EXERCISE DETAILS –
Copy every line below precisely, leaving nothing out.
_ _ _ _
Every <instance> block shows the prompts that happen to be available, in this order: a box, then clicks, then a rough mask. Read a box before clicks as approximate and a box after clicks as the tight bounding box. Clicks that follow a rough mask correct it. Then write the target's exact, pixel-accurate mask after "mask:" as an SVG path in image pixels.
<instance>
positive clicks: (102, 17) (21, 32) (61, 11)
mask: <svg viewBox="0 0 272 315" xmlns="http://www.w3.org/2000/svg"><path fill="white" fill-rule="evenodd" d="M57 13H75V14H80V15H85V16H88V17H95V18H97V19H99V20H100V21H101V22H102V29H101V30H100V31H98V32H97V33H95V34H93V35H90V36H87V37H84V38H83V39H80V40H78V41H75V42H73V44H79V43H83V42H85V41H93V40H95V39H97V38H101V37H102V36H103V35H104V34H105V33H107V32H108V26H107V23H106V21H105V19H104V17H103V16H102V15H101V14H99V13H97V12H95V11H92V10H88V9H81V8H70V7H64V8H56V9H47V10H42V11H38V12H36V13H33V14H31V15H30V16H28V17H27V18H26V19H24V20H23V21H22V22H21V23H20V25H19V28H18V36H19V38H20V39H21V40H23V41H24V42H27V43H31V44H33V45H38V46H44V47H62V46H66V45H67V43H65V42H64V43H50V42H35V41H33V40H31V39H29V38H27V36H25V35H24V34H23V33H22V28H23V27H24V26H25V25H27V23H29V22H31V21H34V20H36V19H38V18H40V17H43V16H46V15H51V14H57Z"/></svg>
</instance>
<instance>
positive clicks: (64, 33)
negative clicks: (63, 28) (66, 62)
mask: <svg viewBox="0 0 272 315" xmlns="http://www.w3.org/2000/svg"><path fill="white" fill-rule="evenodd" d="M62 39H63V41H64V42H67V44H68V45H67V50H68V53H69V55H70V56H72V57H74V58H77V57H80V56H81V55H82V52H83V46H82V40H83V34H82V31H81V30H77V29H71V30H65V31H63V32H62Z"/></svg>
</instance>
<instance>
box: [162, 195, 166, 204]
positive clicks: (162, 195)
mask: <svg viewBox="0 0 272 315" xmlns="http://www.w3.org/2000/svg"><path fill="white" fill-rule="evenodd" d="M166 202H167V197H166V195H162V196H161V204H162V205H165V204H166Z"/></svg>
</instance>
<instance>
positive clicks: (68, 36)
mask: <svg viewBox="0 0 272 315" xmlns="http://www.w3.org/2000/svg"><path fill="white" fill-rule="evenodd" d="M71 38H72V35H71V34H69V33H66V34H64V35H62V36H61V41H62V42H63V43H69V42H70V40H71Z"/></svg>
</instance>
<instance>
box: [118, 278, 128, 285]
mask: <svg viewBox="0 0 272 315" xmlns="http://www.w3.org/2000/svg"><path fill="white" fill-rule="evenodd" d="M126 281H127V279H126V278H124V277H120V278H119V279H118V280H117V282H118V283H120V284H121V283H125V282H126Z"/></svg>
_ _ _ _
SOLUTION TO THE PROBLEM –
Every <instance> block shows the prompts that happen to be available, in this order: a box, then clicks, then a rough mask. Read a box before clicks as approximate and a box after clicks as the tight bounding box. Clicks that follow a rough mask correct it. Then write the target's exact, pixel-accurate mask after "mask:" as an SVG path in image pixels.
<instance>
positive clicks: (102, 17) (21, 32) (61, 11)
mask: <svg viewBox="0 0 272 315" xmlns="http://www.w3.org/2000/svg"><path fill="white" fill-rule="evenodd" d="M57 13H75V14H80V15H85V16H88V17H95V18H97V19H99V20H100V21H101V22H102V29H101V30H100V31H98V32H97V33H95V34H93V35H90V36H87V37H84V38H83V39H80V40H78V41H75V42H73V44H79V43H83V42H85V41H93V40H95V39H97V38H101V37H102V36H103V35H104V34H105V33H107V32H108V26H107V23H106V21H105V19H104V17H103V16H102V15H101V14H99V13H97V12H95V11H92V10H88V9H81V8H70V7H64V8H56V9H47V10H42V11H38V12H36V13H33V14H31V15H30V16H28V17H27V18H26V19H24V20H23V21H22V22H21V23H20V25H19V28H18V36H19V38H20V39H21V40H23V41H24V42H27V43H31V44H33V45H38V46H44V47H62V46H66V45H67V43H65V42H64V43H50V42H35V41H33V40H31V39H29V38H27V36H25V35H24V34H23V33H22V28H23V27H24V26H25V25H27V23H29V22H31V21H34V20H36V19H38V18H40V17H43V16H46V15H51V14H57Z"/></svg>
</instance>
<instance>
positive clicks: (64, 33)
negative clicks: (63, 28) (66, 62)
mask: <svg viewBox="0 0 272 315" xmlns="http://www.w3.org/2000/svg"><path fill="white" fill-rule="evenodd" d="M62 39H63V41H64V42H67V44H68V45H67V50H68V53H69V55H70V56H72V57H74V58H77V57H80V56H81V55H82V52H83V46H82V40H83V34H82V31H81V30H77V29H71V30H65V31H63V32H62Z"/></svg>
</instance>
<instance>
box: [162, 195, 166, 204]
positive clicks: (162, 195)
mask: <svg viewBox="0 0 272 315" xmlns="http://www.w3.org/2000/svg"><path fill="white" fill-rule="evenodd" d="M166 202H167V197H166V195H162V196H161V204H162V205H165V204H166Z"/></svg>
</instance>
<instance>
positive clicks: (68, 36)
mask: <svg viewBox="0 0 272 315" xmlns="http://www.w3.org/2000/svg"><path fill="white" fill-rule="evenodd" d="M71 38H72V35H71V34H69V33H66V34H64V35H62V36H61V41H62V42H63V43H69V42H70V40H71Z"/></svg>
</instance>
<instance>
box: [118, 278, 128, 285]
mask: <svg viewBox="0 0 272 315" xmlns="http://www.w3.org/2000/svg"><path fill="white" fill-rule="evenodd" d="M126 281H127V279H126V278H124V277H120V278H119V279H118V280H117V282H118V283H120V284H121V283H125V282H126Z"/></svg>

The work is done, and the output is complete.